[start of Data listing]

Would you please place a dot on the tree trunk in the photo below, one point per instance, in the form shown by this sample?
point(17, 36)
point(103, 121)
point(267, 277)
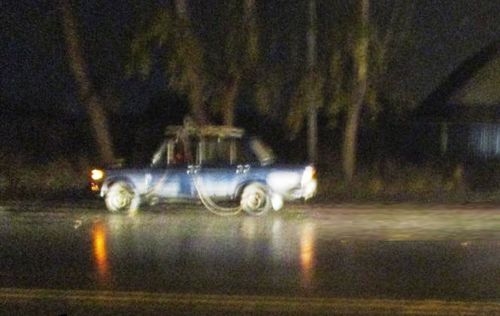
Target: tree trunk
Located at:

[end of Data listing]

Exercise: Pull every line of text from the records above and reproduce it word for word, leaving out the picture.

Answer to the exercise:
Would you please place a dot on the tree trunk in the photo below, one point per instance, in the form shown by this sample?
point(17, 36)
point(103, 121)
point(267, 277)
Target: tree trunk
Located at:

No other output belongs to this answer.